### İstenen Görev A
İnönü dönemi tercüme çalışmalarını anlatan metne göre Tercüme İşleri Encümeni'nin belirlediği eserlerin yazarlarını gruplarına ayırın. Her grubu eser sayısıyla birlikte listeleyin.
### İstenen Görev B
İnönü dönemi tercüme çalışmalarını anlatan metni, son cümlesinden sonrasını yazarak sürdürün.

### Verilen Metin
┌────────
Kültür Politikaları Bağlamında İnönü Dönemi Tercüme Çalışmaları

İnönü Dönemi kültür politikaları çerçevesinde, hümanist kültürü halka yaymak için Halkevleri ve Köy Enstitüleri gibi kültür kurumları oluşturulurken radyo ve basın aracılığı ile de amaçlanan kültürel anlayışın geniş kitlelere iletilmesi hedeflenir. Bu sırada tercüme çalışmaları, dikkat çekici çalışmalardır. Hümanist anlayış çerçevesindeki bu çeviriler, kültür kurumlarının, iletişim araçlarının en önemli malzemeleri olacaktır.

İlk çeviri hareketleri, Osmanlı Devleti dönemine kadar uzanır. Tanzimat dönemine kadar yapılan çeviri faaliyetlerinde, daha çok dini içerikli kitap çevirileri yapılırken, Tanzimat dönemiyle birlikte, Batı’nın sanat ve felsefe düşünceleri ile alakalı eserlerin de çevirileri yapılmaya başlanır. Cumhuriyet dönemi başında, öğretim kurumları için gereken kitapların çevirisi için 1924’te kurulan “Telif ve Tercüme Heyeti”nin görevi,  1926’da kurulan “Dil Heyeti” ne verilir.

Çeviri konusunda Cumhuriyet döneminin en kapsamlı ve sistemli çalışması, İnönü döneminde yapılır. İnönü dönemi çeviri hareketlerinin başlangıcı, Türkiye’de yayıncılık alanında ortaya çıkan sorunları tartışmak ve bu konuda çözüm önerileri getirmek amacıyla 1939’da toplanan I. Neşriyat Kongresi olarak kabul edilir. Kongrede, Milli Eğitim Bakanı Hasan Âli Yücel, sadece Türk yazarların eserlerinin okunması ile çağdaşlaşmanın sağlanamayacağını belirterek, Batı eserlerinin Türkçeye çevrilmesi gerektiğini belirtir. Öncelikle her biri kendi alanında büyük bir ihtiyacı karşılayan ansiklopedi, sözlük ve benzeri eserler basılır.

Kongre sonucu kurulması kararı verilen altı encümenden “Tercüme İşleri Encümeni”nin çalışmaları sonucunda, 248 eser tespit edilerek bunların Türkçeye çevrilmesi gerektiği kararı verilir. Encümenin tespit ettiği eserlerin 101’ini Fransız yazarlar oluştururken, 41’ini İngiliz, 35’ini Latin ve Yunan ve 29’unu ise Rus yazarlar oluşturur.
└────────
### Kayıtlı Bilgiler
┌────────
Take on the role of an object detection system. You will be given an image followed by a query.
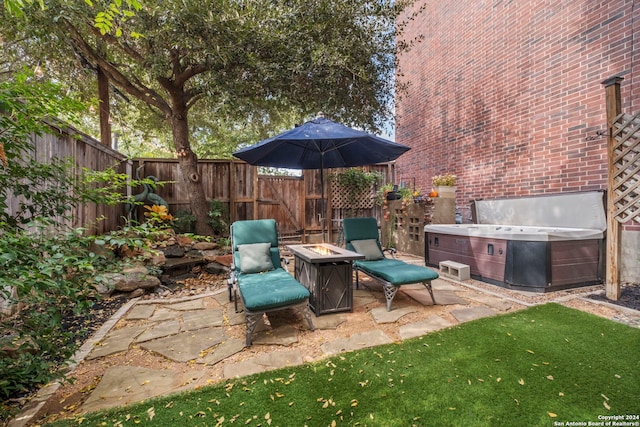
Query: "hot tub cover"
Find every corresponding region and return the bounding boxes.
[424,191,607,241]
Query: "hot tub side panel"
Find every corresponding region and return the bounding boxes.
[425,232,604,292]
[551,239,604,289]
[425,233,507,284]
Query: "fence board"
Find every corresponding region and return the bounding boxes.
[9,125,393,239]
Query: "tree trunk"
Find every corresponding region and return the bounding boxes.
[171,103,213,236]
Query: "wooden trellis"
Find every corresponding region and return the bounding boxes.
[609,111,640,223]
[602,76,640,300]
[331,180,375,209]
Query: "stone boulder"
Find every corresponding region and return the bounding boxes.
[99,267,160,298]
[191,242,218,251]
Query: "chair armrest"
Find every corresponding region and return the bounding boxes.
[382,248,398,258]
[280,257,289,273]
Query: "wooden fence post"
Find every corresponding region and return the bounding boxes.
[602,76,623,300]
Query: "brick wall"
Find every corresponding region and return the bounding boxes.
[396,0,640,230]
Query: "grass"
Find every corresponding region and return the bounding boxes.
[47,304,640,427]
└────────
### Beklenen Çıktı A
Fransız yazarlar: 101 eser
İngiliz yazarlar: 41 eser
Latin ve Yunan yazarlar: 35 eser
Rus yazarlar: 29 eser

### Beklenen Çıktı B
Hümanist yazarlar, tarihte kendi görüşlerine uyduklarını düşündükleri şahsiyetleri ele alırken uymadıklarını düşündüklerini de bir kenara atarlar. Bu çerçevede, çevrilen eserlerin içerisine Şark-İslam klâsiklerinden tercümeler de katılır. Ancak Mevlâna ve Yunus Emre’deki İslam ve tasavvuf unsurları, görmezden geliir. Mevlâna, bazı hümanist aydınlar tarafından bir hümanist gibi takdim edilmeğe çalışılır. İyonyacı aydınlara göre, Türkiye’de hümanizm hareketi, Mevlâna ve Yunus Emre temsil eder.

İnsanı yaratılmışların en şereflisi ve en güzeli gören İslâm düşüncesinin Yunus Emre’deki ifadesi, Mavi Anadolucularca hümanizma olarak yorumlanır.  Türk kültürünü Anadolu’daki antik çağ kalıntıları arasından bakıp anlamaya, yorumlamaya çalışan Sabahattin Eyüpoğlu’na göre Yunus, insanı dindar olmaya şu veya bu peygambere inanmağa değil, insan olmaya çağırır.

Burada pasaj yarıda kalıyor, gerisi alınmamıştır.